___ Extracted data ___

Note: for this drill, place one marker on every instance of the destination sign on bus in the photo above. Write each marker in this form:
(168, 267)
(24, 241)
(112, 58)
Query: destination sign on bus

___

[What you are asked to do]
Please rewrite the whole listing with "destination sign" replaced by "route sign" and nothing else changed.

[Problem solution]
Note: for this drill, place one marker on every instance of the route sign on bus in the photo above. Write each marker in this form:
(168, 267)
(24, 241)
(112, 58)
Query: route sign on bus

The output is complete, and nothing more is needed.